European Commissioner Olli Rehn said on Wednesday that he "was satisfied with everything he heard from Mr Wolfowitz concerning free trade and also on poverty reduction and development policy".
   
EU states were expected to back his nomination and German Development Minister Heidemarie Wieczorek-Zeul - who also attended the talks - said afterwards: "I expect that he will get the European and German support."

The World Bank board is due to choose a successor to veteran president James Wolfensohn on Thursday in Washington.

No promises

Wolfowitz said on Wednesday he planned to build a "multinational" senior management team if confirmed as World Bank president, but declined to make any promises after talks with European finance chiefs. 
   

EU was initially cool to Wolfowitz
due to his war hawk reputation

His comments came after the EU's Luxembourg presidency confirmed it wants a senior post at the Bank to serve under Wolfowitz, whose controversial nomination has been received coolly in some quarters in Europe.
  
"It's very important ... that the senior management of the bank reflect the fact that its a multilateral institution," he said when asked whether he would appoint a European as vice president.
  
"It needs to reflect the fact that the European countries as a group are the largest single donors to the Bank," Wolfowitz told a press conference with Luxembourg Prime Minister Jean-Claude Juncker, who currently holds the EU's presidency.

Great talent

Wolfowitz continued: "But it also needs to reflect the full diversity of donors and recipients. and I intend to look for the best talent from all around the world, and look foward to have a truly multinational senior staff ... "

"There's great talent here in Europe. There's some impressive people in the developing world, and I'm going to need all the help I can get," he said.

"I expect that he will get the European and German support"

Heidemarie Wieczorek-Zeul,
German Development Minister

There has been widespread criticism of Wolfowitz's nomination, who is currently US deputy secretary for defence, for being one of the main people behind the war in Iraq.

At an EU summit last week, European leaders signalled that they were resigned to the nomination of Wolfowitz by Washington to head the Bank, which concentrates on long-term development projects and support for developing countries.
  
Juncker said the Europeans wanted the meeting with Wolfowitz "to make sure the Millennium Development goals are the basis on which the incoming president of World Bank organises his work".
  
Europe's choice

The UN's Millennium Development goals, set in September 2000, are aimed at slashing global poverty in half by 2015, stepping up the fight against diseases such as Aids and tuberculosis, and increasing access to education.

Europe chooses IMF's chief and
the US selects World Bank head

The Europeans want to get a candidate of their own at the World Bank to act as Wolfowitz's deputy, diplomats said on Tuesday.

The French have put forward two names: Jean-Pierre Jouyet, head of the Paris Club of creditor nations, and Jean-Pierre Landau, who has written a report for French President Jacques Chirac about the feasability of an international tax to finance development.
  
Paris also wants another deputy to Wolfowitz from a developing country. The current number two at the bank is Shengman Zhang of China.
  
Traditionally, Europe chooses the managing director of the IMF and the US appoints the head of the World Bank. The informal rule has never been broken since the two institutions were set up in the wake of World War II.

What to work on
(a) Reproduce the part of the article on Wolfowitz's World Bank nomination starting at "Traditionally, Europe chooses" and ending at "World War II.".
(b) List the aims of the UN's Millennium Development goals as given in the article on Wolfowitz's World Bank nomination.

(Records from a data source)
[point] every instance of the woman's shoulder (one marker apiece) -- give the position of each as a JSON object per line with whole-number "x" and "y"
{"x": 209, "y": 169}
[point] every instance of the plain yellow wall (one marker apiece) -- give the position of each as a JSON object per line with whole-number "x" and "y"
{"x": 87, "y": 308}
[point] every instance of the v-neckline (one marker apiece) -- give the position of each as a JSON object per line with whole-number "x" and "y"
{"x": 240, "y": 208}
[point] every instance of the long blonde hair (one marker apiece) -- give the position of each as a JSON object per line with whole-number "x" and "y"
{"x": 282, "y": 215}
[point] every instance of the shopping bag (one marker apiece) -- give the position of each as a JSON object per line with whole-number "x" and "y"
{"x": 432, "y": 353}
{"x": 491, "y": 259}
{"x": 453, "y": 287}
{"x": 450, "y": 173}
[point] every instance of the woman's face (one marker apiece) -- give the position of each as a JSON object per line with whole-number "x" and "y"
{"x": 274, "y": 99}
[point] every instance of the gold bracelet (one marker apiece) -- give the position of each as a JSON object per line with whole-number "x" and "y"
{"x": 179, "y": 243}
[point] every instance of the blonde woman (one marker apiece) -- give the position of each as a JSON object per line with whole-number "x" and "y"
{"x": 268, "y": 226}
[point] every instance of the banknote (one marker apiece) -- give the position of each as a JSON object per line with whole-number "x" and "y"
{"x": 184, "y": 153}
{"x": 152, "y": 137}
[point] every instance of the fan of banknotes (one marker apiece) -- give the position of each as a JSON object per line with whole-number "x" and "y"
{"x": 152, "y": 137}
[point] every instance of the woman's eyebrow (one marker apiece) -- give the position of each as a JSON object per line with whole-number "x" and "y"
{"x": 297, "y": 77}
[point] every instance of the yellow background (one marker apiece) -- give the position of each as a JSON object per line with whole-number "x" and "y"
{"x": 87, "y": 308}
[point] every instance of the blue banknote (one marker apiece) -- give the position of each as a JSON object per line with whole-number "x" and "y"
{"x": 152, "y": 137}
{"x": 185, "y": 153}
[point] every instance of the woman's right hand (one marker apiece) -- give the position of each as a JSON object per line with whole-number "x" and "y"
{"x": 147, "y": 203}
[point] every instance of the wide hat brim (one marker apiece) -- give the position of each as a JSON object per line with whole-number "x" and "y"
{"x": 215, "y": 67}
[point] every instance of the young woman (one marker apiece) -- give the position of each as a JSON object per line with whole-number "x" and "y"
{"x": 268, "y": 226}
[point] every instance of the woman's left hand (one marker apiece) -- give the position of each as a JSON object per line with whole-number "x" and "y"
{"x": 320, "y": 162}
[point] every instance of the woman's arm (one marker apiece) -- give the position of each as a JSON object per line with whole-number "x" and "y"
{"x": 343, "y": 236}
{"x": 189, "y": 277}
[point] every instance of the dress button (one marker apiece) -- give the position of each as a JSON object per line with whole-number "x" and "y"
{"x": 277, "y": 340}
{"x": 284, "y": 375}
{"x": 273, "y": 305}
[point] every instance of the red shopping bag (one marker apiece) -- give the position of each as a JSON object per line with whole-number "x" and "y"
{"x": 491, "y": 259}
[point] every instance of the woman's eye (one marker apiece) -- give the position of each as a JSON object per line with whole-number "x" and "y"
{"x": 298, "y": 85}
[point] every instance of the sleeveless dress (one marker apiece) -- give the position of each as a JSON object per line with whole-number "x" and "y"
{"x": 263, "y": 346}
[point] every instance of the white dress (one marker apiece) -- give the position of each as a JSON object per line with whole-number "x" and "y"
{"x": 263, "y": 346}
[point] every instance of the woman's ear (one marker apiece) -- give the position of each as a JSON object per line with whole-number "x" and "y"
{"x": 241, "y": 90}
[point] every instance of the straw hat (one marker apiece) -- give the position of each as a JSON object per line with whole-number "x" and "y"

Answers given
(a)
Traditionally, Europe chooses the managing director of the IMF and the US appoints the head of the World Bank. The informal rule has never been broken since the two institutions were set up in the wake of World War II.

(b)
- Slashing global poverty in half by 2015
- Stepping up the fight against diseases such as Aids and tuberculosis
- Increasing access to education